■ Problem
From the line containing "of the wooden" through the last line of the records, print every line exactly and nothing more.

■ Dataset excerpts
______________________________
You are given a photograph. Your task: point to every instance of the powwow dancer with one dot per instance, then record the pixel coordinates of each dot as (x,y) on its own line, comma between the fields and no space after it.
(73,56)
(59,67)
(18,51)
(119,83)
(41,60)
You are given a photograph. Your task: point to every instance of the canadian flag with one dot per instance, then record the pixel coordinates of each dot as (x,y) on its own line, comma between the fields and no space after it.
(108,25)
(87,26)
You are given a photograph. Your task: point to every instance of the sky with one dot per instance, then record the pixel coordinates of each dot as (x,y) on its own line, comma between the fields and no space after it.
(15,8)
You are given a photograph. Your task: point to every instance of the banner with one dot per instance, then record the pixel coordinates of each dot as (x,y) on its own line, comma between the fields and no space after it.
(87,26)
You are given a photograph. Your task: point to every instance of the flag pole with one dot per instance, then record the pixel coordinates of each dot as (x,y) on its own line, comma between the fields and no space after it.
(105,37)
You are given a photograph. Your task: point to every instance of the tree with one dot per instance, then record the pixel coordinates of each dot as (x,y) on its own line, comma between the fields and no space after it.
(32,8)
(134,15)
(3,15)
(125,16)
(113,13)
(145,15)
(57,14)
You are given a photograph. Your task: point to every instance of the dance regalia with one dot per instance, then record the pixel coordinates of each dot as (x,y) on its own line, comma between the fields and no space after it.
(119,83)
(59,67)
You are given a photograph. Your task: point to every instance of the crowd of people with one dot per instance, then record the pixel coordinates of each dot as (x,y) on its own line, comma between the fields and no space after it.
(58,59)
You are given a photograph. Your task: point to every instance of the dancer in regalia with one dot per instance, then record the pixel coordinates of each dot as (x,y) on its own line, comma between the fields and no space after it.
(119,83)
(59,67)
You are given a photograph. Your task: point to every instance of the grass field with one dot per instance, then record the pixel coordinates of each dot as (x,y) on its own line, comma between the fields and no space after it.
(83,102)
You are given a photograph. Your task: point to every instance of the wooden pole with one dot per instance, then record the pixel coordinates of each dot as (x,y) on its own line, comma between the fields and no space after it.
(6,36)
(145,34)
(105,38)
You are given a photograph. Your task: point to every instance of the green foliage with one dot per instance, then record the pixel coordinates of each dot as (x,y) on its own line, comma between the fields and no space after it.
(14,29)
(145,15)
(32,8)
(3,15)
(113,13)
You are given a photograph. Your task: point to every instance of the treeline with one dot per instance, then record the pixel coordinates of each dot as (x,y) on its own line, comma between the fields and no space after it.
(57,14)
______________________________
■ Exercise solution
You are given a photograph. Your task: point to every instance of the wooden pole with one dot per instance, then record the pixel coordinates of each dot as (x,y) on its own line, comma between the fields and no space after it.
(6,36)
(145,34)
(105,38)
You are given a photograph. Your task: point to every instance of the green foliage with one dot per instance, then record the pixel coordinates of each dot as (x,y) on its own line, comma between the fields and no space after it.
(14,29)
(145,15)
(32,8)
(3,15)
(113,13)
You are given a photograph. Your task: point to every instance of the treeline with one dot per instance, then record the pixel coordinates of each dot as (x,y) on its own line, comma between the fields and no space after it.
(57,14)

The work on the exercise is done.